* _The task_: Locate every line below that contains the word "negative" and copy each of those lines in full.

* _Material shown_:
Start of Block

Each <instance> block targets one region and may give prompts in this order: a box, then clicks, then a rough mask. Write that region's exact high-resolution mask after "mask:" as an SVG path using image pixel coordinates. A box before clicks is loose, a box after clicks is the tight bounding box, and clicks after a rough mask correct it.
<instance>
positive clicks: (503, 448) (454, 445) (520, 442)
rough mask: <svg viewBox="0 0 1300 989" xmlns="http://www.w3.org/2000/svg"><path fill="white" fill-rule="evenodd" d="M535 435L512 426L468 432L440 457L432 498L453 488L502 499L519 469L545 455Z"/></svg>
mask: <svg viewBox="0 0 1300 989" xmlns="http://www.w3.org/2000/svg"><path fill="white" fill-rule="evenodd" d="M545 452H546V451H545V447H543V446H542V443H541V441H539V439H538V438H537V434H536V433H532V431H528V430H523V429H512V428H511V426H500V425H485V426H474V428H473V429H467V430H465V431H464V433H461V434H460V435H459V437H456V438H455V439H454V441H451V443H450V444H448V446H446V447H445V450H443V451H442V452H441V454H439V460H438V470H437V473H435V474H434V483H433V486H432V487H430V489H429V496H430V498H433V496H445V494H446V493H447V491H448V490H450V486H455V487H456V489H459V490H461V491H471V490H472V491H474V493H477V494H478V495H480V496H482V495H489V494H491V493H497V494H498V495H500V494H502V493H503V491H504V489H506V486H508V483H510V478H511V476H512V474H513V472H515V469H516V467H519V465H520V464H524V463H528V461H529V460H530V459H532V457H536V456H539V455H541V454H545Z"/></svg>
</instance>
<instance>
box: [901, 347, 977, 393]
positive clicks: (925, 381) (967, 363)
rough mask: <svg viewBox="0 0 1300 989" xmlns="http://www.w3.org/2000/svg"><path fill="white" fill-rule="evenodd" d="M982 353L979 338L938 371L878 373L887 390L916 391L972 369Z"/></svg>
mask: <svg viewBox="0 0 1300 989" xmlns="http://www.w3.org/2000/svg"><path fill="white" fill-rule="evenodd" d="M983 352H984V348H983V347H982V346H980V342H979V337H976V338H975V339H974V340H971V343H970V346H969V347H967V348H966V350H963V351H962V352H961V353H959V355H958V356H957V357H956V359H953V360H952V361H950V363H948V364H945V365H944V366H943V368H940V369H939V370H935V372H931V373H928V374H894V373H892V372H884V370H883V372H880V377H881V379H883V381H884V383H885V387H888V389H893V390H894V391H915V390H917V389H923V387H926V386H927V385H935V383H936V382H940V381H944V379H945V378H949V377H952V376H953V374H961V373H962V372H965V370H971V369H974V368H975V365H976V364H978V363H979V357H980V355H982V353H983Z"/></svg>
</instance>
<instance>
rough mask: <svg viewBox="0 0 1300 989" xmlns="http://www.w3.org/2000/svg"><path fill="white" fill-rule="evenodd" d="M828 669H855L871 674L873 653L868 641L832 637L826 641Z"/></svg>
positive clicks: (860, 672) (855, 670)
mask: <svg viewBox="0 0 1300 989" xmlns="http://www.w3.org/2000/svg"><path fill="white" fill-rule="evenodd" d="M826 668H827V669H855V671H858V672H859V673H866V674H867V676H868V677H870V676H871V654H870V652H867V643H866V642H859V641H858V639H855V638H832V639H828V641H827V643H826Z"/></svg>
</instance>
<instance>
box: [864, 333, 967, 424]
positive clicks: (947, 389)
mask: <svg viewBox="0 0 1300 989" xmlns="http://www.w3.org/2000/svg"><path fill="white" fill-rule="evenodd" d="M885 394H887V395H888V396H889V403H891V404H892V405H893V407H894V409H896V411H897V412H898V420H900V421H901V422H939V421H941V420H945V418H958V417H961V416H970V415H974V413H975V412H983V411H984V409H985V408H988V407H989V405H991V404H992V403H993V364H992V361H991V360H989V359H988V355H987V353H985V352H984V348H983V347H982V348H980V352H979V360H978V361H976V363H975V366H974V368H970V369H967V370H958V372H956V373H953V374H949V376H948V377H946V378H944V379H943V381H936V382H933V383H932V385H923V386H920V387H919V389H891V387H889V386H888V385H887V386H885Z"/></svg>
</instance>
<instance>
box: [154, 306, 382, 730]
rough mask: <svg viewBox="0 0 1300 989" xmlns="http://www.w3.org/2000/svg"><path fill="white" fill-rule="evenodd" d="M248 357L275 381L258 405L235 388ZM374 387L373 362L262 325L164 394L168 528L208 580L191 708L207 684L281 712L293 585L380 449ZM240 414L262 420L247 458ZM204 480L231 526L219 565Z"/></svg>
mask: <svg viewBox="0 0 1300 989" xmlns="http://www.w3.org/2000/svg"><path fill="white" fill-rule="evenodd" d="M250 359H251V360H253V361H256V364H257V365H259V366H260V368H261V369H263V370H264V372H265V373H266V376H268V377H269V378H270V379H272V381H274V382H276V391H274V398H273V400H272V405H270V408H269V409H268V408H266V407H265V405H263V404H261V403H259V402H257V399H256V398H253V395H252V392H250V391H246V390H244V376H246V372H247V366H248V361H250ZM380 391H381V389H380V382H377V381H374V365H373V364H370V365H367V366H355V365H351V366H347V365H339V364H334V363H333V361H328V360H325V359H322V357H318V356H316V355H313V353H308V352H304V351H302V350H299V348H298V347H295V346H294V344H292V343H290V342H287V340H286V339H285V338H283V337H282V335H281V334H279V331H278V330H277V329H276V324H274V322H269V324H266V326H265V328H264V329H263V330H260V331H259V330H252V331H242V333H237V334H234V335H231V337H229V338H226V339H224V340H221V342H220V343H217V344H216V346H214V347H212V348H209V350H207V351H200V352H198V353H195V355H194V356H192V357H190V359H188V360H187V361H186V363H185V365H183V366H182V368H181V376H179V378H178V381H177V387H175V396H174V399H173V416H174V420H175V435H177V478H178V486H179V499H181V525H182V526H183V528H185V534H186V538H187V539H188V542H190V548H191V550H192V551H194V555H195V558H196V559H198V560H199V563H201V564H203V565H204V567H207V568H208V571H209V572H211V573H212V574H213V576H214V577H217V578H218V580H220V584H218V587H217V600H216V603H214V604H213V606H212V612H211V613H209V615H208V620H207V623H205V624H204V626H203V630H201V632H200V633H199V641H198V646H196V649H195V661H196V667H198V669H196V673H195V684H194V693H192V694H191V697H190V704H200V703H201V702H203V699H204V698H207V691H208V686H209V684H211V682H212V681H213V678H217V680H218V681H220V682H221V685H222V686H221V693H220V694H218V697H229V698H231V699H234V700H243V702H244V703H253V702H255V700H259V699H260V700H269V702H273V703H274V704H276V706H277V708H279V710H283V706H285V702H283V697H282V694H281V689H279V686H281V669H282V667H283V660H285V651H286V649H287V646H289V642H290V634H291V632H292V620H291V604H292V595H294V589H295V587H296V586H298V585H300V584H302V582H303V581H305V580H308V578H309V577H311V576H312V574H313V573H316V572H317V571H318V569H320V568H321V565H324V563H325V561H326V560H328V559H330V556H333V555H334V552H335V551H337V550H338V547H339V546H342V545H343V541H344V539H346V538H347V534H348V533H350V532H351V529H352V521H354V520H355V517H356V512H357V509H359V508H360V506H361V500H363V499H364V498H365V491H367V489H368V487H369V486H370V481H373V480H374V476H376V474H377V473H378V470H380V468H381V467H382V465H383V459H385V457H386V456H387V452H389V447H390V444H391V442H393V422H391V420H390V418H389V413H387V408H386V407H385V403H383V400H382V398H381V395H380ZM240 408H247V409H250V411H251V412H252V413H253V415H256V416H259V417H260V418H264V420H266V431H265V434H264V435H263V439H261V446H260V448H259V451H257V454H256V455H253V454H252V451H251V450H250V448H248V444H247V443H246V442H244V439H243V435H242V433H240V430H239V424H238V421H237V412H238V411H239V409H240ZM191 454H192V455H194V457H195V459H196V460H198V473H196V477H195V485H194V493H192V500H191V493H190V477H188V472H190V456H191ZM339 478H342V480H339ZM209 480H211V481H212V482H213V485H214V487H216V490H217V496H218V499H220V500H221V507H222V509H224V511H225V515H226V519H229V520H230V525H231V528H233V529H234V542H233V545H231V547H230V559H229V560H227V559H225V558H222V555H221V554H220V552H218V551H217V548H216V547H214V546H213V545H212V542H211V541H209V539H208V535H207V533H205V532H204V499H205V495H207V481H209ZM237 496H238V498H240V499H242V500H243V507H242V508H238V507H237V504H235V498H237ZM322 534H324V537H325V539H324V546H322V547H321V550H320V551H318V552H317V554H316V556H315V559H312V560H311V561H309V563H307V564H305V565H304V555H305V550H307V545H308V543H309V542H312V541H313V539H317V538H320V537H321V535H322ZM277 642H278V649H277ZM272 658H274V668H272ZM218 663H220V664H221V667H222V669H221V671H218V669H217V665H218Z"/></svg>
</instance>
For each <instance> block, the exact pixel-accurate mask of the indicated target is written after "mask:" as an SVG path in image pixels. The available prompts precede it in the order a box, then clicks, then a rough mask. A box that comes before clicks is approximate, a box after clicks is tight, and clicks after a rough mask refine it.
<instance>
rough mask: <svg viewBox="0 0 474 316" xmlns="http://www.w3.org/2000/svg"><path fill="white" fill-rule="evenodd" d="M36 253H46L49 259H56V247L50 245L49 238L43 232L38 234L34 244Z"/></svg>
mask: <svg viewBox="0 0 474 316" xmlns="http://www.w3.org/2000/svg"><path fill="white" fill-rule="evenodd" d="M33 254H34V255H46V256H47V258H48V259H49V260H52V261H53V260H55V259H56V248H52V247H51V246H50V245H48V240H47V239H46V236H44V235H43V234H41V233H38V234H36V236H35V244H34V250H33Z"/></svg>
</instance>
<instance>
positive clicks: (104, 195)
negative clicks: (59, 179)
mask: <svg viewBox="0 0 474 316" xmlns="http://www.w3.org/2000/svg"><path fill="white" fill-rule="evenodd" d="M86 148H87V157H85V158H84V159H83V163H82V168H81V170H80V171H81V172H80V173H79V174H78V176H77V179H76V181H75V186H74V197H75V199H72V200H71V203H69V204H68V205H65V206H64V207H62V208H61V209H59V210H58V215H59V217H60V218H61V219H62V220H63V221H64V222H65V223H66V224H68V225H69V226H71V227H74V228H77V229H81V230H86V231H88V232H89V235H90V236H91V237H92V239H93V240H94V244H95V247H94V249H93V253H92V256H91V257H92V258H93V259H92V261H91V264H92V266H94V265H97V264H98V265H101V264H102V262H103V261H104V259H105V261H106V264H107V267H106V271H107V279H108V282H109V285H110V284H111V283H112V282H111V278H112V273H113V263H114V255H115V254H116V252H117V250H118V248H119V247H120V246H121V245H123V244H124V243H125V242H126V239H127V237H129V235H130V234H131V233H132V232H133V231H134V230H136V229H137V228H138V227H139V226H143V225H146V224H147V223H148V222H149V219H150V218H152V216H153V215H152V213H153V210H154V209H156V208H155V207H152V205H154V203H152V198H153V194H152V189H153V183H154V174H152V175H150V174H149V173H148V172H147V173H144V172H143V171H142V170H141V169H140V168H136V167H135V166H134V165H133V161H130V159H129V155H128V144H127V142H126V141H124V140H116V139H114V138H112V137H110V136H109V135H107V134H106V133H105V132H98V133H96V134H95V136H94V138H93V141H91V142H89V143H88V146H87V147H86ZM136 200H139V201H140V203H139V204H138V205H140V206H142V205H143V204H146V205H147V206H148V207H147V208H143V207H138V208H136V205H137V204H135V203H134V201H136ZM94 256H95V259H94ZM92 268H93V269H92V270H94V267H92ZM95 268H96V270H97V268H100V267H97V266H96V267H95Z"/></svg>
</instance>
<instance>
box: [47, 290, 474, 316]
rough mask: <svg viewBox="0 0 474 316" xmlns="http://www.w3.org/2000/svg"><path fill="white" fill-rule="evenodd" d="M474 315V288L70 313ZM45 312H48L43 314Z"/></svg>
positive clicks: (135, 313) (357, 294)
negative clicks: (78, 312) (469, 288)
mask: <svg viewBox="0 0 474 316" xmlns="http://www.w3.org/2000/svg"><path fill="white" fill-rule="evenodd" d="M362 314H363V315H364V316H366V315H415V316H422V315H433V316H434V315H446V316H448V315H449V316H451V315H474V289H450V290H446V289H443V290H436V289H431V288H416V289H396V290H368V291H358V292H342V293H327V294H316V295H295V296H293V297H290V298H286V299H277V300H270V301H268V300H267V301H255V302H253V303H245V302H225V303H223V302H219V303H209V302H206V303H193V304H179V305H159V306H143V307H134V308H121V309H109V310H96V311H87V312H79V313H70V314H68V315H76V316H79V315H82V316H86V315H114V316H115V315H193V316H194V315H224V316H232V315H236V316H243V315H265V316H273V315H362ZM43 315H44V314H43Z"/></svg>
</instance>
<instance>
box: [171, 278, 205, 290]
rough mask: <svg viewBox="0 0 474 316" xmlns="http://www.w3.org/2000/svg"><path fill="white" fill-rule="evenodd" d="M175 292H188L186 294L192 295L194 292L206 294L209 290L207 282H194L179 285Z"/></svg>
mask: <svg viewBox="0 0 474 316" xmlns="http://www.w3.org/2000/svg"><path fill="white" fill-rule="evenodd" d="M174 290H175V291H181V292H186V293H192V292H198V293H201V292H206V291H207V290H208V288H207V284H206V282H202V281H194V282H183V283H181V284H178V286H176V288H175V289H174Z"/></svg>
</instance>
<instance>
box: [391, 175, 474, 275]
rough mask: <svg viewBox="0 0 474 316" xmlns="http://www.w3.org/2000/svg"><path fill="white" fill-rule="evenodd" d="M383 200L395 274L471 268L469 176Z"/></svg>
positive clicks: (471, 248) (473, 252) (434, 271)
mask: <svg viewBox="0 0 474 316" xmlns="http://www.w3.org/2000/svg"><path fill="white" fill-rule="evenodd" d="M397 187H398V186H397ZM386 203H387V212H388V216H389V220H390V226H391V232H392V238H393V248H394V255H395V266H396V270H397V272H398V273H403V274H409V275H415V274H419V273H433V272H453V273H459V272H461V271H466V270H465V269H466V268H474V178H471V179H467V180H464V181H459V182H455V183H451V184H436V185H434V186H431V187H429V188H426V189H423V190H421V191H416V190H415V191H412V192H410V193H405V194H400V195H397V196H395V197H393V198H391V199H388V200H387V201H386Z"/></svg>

End of Block

* _Response_:
negative clicks: (59, 179)
negative clicks: (78, 312) (469, 288)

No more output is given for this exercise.